▶ Alıntı metin
------

Kelâmbaz

Burjuva Dünya’nın Temelleri

Tarihi kazananlar yazar. (Napolyon Bonapart)

Tarih okumaları yaparken ve günümüz dünyasını anlamak için sarfettiğimiz engin vakitlerde maruz kaldığımız acı bir hakikat vardır. Bizi içten içe rahatsız eden, yıkmak zorunda olmamız gereken tabu halini almış yalanlar. Fakat kazananların attığı temel üzerinde yükselen bu düzen, çatlak seslere rağmen yüceltilip topluma dikte edilmektedir. Bugünkü dünyanın kazananı, Maya, İnka, Çin, Japon ve Osmanlı-Babürlerin temsil ettiği İslam medeniyetini, nihayet sosyalizmi yenilgiye uğratan Kapitalist Avrupa medeniyetidir. Bu medeniyeti inşa eden burjuva yani tüccar ve sanayici sınıfı, Orta Çağ boyunca hâkim unsur olan aristokrat ve kralların gölgesinde yaşamıştır. 18.nci yüzyıl ise Burjuvazi’nin aristokrat ve krallardan iktidarı kah kanlı devrimler kah diplomatik yollarla aldığı ve modern dünya düzeninin taşlarının dizildiği girizgâhdır. 

Kapitalist Avrupa’nın Kodları

Bugün kapitalist (burjuva) Avrupa medeniyeti Amerika’dan Rusya ve Afrika ülkelerine ve Çin’e kadar dünya düzenini büyük ölçüde esir almış, bir kısmını ise demokrasi, sözde insan hakları, evrensel örgütler eliyle tehdit etmektedir. Üç kaynak Avrupa’nın burjuva sınıfını besleyip geliştirmiş, ona ruhunu verip, dünyaya hâkimi kılmıştır. Bu üç kaynak Eski Yunan ve Roma Medeniyetleri ile Hristiyanlıktır.

 

Antik Yunanistan’da pazarda köle satışı

Yunan ve Roma Mirası

Batı kültürünün ilk kaynağı Eski Yunan’dır. Avrupalıların “Batı medeniyetinin beşiği” olarak niteledikleri ve hayranlıkla irdeledikleri antik Yunanistan, köleci toplum biçiminin en çarpıcı örneklerinden biridir. Cemiyet bu sistemde iki unsurdan oluşur: Köleler ve hür insanlar. Üretim yapmak tabiatıyla kölelere düşmekte, ticaret, askerlik, yöneticilik ve benzeri işler hür vatandaşların tekeline bırakılmaktadır.

------

▶ Kısa soru 1
Burjuva dünyanın temelleri üzerine olan alıntı metne göre Avrupa'nın burjuva sınıfını besleyip geliştiren üç kaynak hangileridir?
Alıntı metin ile kayıtlar arasında herhangi bir bağlantı yoktur.

------

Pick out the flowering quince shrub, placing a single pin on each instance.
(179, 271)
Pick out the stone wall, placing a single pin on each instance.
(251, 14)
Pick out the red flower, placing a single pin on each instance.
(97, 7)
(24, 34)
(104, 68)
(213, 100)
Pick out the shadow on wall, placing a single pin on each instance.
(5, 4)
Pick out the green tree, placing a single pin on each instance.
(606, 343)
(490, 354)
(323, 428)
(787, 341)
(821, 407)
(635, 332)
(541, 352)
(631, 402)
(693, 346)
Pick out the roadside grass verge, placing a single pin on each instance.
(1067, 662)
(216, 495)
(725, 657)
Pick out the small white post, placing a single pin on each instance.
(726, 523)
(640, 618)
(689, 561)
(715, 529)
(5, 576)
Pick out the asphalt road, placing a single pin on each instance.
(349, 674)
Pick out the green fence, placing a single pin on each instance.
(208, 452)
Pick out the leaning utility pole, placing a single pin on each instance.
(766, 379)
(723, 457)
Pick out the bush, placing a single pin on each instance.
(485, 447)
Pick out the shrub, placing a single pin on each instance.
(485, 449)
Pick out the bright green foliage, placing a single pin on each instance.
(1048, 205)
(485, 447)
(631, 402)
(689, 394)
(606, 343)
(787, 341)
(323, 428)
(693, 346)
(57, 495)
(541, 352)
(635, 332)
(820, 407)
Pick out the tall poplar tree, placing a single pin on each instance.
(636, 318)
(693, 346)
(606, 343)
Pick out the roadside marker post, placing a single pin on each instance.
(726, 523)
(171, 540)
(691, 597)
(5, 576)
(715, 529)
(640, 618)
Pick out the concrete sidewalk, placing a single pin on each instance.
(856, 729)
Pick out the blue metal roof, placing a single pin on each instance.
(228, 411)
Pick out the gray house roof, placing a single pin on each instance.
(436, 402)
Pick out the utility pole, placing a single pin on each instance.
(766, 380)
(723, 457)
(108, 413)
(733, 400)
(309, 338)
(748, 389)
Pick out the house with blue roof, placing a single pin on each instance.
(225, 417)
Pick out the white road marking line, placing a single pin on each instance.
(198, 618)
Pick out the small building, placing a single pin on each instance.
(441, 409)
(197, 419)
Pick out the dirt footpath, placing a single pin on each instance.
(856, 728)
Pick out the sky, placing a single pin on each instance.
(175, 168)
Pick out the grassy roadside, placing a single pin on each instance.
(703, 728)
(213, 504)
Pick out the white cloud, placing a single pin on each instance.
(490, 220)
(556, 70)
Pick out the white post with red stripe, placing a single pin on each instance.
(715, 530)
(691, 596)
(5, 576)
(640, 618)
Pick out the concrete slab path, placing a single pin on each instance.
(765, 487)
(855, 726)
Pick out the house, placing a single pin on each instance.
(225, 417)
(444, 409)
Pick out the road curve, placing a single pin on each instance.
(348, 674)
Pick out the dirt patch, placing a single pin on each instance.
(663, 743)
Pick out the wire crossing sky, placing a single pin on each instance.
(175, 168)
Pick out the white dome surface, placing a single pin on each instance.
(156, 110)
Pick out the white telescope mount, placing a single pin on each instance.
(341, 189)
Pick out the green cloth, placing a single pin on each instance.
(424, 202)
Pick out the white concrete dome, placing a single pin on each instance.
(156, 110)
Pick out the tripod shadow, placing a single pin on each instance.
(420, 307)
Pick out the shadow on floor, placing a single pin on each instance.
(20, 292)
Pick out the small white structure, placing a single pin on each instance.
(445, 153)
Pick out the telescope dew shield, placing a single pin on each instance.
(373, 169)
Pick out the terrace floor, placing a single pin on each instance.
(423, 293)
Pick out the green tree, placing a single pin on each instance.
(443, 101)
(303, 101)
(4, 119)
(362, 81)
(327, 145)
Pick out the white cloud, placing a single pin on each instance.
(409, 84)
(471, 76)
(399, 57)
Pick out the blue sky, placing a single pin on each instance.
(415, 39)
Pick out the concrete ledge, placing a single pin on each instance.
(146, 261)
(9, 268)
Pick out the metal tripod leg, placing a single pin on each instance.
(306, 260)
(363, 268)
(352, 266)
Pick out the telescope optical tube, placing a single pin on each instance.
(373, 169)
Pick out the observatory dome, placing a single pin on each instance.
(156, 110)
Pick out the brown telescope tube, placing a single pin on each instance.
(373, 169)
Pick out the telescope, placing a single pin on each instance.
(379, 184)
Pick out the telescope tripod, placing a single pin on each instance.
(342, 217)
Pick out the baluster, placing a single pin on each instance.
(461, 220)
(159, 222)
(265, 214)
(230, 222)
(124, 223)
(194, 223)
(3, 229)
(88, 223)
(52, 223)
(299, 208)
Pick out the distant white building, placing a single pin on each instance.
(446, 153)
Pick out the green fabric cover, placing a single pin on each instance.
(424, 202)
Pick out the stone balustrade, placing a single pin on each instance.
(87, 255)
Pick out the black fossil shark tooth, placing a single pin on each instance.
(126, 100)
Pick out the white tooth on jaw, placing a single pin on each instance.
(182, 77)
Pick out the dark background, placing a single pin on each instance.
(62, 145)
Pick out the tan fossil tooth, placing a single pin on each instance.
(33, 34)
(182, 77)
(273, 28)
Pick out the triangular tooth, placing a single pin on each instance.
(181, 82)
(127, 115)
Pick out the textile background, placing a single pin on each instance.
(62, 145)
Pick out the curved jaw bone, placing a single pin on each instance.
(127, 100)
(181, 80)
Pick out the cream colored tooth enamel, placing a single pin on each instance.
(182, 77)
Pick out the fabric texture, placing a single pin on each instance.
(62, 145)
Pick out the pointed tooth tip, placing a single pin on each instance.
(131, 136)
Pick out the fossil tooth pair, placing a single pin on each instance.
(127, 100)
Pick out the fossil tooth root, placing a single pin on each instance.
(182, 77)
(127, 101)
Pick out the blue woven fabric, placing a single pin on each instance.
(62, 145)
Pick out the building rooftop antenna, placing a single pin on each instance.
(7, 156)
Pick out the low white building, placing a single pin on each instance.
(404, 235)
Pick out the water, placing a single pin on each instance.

------

▶ Kısa soru 2
Kayıtlarda "Pick out the stone balustrade, placing" ifadesinin geçtiği satırdan başlayarak kayıtların son satırına kadar uzanan bölümü, iki uçtaki satırlar da dâhil olmak üzere, hiçbir değişiklik yapmadan aktarın.

▶ Çözümlü yanıt 1
Eski Yunan ve Roma medeniyetleri ile Hristiyanlık.

▶ Çözümlü yanıt 2
Pick out the stone balustrade, placing a single pin on each instance.
(87, 255)
Pick out the black fossil shark tooth, placing a single pin on each instance.
(126, 100)
Pick out the white tooth on jaw, placing a single pin on each instance.
(182, 77)
Pick out the dark background, placing a single pin on each instance.
(62, 145)
Pick out the tan fossil tooth, placing a single pin on each instance.
(33, 34)
(182, 77)
(273, 28)
Pick out the triangular tooth, placing a single pin on each instance.
(181, 82)
(127, 115)
Pick out the textile background, placing a single pin on each instance.
(62, 145)
Pick out the curved jaw bone, placing a single pin on each instance.
(127, 100)
(181, 80)
Pick out the cream colored tooth enamel, placing a single pin on each instance.
(182, 77)
Pick out the fabric texture, placing a single pin on each instance.
(62, 145)
Pick out the pointed tooth tip, placing a single pin on each instance.
(131, 136)
Pick out the fossil tooth pair, placing a single pin on each instance.
(127, 100)
Pick out the fossil tooth root, placing a single pin on each instance.
(182, 77)
(127, 101)
Pick out the blue woven fabric, placing a single pin on each instance.
(62, 145)
Pick out the building rooftop antenna, placing a single pin on each instance.
(7, 156)
Pick out the low white building, placing a single pin on each instance.
(404, 235)
Pick out the water, placing a single pin on each instance.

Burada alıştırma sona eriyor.